* TRY IT
What's needed is an exact retyping of the lines from the start of the listing up to and including the line with "Target: basket handle", minus any pictures.

* EXTRACTED ENTRIES
* * * * * * *

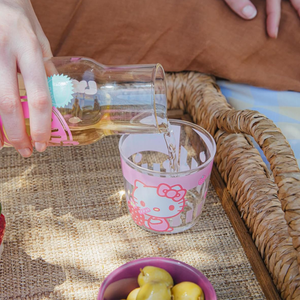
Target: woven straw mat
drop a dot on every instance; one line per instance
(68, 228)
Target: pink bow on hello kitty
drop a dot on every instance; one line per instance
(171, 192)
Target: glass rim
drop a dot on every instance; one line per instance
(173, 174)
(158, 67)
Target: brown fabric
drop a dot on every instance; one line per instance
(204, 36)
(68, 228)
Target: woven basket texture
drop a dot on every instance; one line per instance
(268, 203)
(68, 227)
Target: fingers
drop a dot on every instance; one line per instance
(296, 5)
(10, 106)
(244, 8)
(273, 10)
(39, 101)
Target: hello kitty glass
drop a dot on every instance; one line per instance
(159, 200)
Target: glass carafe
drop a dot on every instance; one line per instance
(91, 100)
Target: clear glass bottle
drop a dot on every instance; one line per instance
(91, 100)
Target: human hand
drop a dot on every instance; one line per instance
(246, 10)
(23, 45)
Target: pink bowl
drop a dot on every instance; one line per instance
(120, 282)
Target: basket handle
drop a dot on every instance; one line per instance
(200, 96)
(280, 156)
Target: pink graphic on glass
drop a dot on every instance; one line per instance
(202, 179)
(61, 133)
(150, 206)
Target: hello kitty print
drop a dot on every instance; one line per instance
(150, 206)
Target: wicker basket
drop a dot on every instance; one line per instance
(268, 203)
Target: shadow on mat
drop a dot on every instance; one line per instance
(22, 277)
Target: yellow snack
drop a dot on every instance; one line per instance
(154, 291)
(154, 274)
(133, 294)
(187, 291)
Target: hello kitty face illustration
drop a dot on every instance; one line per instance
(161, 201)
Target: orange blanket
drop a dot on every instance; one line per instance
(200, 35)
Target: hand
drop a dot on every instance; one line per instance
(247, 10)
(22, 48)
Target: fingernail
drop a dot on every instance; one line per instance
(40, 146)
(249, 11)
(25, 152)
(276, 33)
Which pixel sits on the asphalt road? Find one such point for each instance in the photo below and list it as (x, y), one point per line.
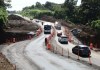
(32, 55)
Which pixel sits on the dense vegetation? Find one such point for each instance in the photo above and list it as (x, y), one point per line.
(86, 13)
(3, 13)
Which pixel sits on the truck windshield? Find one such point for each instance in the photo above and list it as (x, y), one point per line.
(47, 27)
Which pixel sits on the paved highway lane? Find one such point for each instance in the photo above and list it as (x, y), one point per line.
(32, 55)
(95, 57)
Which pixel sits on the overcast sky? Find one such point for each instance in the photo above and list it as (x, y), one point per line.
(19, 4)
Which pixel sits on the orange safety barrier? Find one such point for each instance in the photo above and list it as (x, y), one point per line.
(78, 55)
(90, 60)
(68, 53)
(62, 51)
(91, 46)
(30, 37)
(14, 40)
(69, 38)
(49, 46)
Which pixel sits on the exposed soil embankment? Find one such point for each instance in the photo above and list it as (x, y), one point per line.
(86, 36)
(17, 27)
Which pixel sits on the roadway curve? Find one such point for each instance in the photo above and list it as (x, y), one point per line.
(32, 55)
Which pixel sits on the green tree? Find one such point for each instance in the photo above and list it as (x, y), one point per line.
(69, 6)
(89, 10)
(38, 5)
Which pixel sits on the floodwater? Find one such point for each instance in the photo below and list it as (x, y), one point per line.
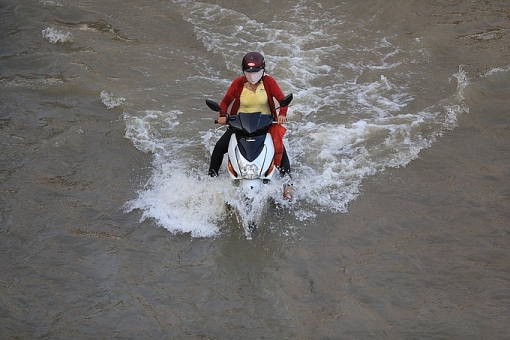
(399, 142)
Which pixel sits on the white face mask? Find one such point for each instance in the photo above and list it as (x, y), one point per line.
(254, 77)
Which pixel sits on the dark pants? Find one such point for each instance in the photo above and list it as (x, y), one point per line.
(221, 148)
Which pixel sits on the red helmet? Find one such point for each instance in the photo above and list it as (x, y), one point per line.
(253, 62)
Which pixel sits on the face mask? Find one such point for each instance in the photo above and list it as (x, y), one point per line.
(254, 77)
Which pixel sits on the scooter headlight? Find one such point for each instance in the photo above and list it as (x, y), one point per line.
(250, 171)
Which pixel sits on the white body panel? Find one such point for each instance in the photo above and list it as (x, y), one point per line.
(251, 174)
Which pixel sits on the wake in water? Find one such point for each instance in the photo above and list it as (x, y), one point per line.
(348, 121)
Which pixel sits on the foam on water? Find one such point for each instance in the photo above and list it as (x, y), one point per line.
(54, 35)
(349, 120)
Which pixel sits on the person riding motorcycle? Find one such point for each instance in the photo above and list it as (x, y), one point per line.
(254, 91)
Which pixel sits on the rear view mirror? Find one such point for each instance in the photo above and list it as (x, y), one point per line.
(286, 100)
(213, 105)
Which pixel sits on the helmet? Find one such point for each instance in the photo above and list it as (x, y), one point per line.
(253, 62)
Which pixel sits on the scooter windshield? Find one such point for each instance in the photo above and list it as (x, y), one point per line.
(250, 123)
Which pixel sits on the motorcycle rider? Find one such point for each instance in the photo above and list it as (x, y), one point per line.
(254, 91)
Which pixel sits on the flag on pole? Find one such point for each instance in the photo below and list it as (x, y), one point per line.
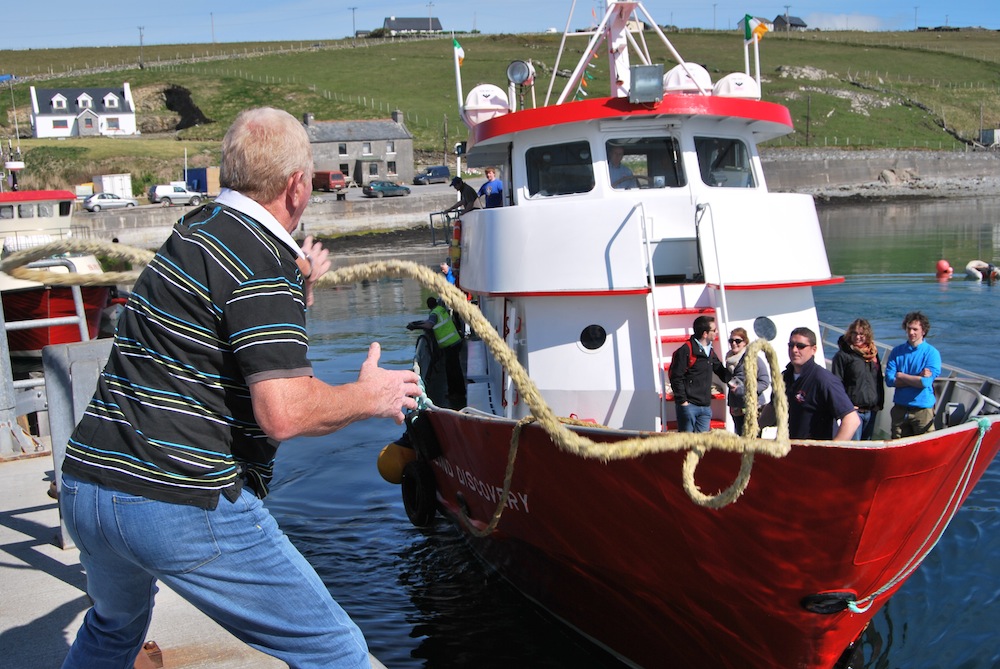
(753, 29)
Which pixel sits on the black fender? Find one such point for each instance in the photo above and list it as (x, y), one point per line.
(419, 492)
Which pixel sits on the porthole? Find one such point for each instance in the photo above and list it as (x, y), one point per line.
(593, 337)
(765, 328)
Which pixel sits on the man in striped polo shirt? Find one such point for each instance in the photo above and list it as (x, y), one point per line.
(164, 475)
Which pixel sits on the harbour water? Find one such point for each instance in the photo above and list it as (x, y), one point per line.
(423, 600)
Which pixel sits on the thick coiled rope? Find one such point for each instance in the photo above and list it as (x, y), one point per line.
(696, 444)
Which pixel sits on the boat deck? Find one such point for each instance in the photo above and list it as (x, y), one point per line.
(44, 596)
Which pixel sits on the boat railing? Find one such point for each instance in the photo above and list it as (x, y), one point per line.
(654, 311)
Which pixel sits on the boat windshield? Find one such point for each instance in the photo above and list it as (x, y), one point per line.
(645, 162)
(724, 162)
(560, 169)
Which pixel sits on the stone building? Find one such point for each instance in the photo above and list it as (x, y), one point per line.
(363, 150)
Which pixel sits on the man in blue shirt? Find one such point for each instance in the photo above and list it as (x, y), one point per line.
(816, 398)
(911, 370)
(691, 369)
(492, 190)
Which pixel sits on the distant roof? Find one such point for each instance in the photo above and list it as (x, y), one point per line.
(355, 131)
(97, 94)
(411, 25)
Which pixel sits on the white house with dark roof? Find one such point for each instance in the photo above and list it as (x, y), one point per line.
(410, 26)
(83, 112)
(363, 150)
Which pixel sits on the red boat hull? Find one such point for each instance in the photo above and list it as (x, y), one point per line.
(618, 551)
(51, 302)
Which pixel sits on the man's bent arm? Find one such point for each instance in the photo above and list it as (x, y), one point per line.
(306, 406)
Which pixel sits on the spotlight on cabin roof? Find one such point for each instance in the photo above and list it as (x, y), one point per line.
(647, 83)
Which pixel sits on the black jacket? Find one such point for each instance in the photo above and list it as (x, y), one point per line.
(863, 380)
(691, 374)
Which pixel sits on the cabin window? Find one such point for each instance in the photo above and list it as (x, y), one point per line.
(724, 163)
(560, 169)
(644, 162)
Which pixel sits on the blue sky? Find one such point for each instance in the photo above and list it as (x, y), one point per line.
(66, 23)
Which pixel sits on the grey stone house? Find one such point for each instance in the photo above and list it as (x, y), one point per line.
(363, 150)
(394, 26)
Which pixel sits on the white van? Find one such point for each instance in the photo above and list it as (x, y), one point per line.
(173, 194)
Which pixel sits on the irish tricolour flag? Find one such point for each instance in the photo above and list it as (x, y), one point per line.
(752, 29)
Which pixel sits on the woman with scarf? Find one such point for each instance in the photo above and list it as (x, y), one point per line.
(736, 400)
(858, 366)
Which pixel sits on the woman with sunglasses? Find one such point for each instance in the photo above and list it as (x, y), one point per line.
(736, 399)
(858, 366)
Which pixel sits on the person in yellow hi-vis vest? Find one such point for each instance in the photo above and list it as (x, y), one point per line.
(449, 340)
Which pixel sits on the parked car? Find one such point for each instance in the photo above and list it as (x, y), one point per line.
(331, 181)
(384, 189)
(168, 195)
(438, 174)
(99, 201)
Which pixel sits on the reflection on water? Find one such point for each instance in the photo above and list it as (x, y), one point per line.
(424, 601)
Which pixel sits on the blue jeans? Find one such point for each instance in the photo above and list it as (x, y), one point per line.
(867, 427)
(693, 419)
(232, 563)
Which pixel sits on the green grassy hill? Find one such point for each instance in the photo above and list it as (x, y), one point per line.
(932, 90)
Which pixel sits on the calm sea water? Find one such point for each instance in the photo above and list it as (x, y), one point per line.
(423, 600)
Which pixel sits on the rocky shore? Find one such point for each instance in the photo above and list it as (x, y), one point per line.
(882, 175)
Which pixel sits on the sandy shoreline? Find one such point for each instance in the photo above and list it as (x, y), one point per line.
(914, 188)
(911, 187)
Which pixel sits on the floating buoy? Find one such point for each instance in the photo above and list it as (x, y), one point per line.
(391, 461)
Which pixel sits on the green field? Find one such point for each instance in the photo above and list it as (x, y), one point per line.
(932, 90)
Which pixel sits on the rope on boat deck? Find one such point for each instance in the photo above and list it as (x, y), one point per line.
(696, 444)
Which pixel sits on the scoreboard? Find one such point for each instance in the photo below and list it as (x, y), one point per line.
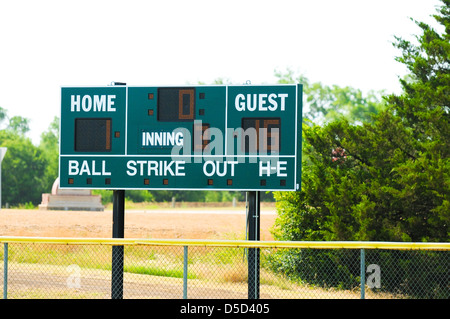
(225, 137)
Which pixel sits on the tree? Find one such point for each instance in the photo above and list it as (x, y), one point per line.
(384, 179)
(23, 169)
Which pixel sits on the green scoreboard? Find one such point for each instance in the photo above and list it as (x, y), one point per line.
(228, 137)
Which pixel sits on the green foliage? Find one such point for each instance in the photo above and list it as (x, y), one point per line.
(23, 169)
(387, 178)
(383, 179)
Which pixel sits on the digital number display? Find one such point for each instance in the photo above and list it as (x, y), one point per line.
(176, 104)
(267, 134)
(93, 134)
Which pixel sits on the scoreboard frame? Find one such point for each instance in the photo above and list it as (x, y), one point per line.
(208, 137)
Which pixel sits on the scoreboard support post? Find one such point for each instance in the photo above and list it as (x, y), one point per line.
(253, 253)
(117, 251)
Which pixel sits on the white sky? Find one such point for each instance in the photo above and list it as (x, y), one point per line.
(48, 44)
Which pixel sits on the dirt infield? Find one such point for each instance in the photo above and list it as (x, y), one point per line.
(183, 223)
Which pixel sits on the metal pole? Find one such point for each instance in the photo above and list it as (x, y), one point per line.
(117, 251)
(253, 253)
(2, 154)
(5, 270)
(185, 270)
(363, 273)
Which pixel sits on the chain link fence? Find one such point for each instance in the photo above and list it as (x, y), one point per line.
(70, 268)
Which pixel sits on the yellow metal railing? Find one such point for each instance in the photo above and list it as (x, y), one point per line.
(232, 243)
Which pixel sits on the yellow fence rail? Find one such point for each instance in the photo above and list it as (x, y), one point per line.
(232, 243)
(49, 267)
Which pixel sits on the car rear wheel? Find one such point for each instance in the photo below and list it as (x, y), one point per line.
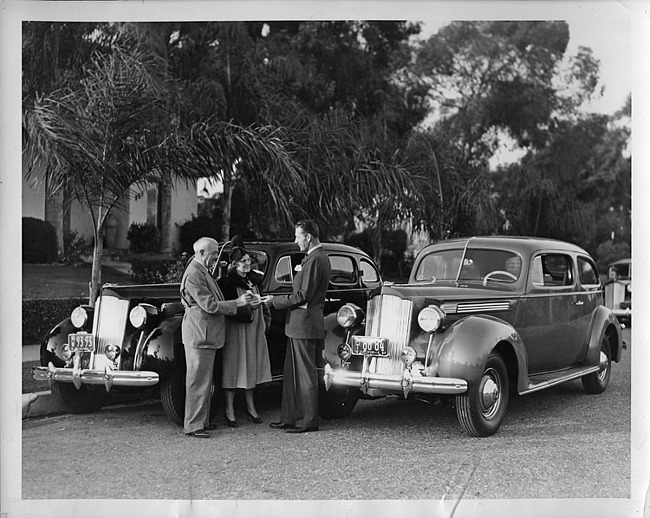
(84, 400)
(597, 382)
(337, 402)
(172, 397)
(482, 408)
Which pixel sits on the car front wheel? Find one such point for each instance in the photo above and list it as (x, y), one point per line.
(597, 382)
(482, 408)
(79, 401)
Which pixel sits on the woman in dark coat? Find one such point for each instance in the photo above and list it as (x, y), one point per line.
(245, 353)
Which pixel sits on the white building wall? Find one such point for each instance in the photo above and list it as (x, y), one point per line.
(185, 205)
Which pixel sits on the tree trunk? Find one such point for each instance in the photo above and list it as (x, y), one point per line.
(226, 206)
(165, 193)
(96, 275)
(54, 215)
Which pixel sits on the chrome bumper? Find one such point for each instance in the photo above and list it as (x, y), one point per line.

* * * * * * *

* RESPONSE
Target: woven straw mat
drop a dot on every instance; one line per instance
(68, 228)
Target: pink bow on hello kitty
drop a dot on every instance; one line per instance
(171, 192)
Target: glass rim
drop a dot on every instance; one line per instance
(173, 174)
(158, 67)
Target: brown fabric
drop a dot on every instance; one line per instance
(204, 36)
(68, 228)
Target: woven basket texture
drop a dot on every instance; one line per instance
(268, 203)
(68, 227)
Target: fingers
drop a dot on every instance; one line per instance
(296, 5)
(10, 106)
(244, 8)
(273, 10)
(39, 101)
Target: hello kitty glass
drop a dot on every instance; one line per instance
(159, 200)
Target: glass carafe
drop a dot on every instance; one line per instance
(91, 100)
Target: clear glass bottle
drop a dot on every instance; one line per instance
(91, 100)
Target: human hand
drop a dot on every instance; one line per instance
(246, 10)
(23, 45)
Target: pink bowl
drop a dot on every instance; one line per instance
(120, 282)
Target: basket handle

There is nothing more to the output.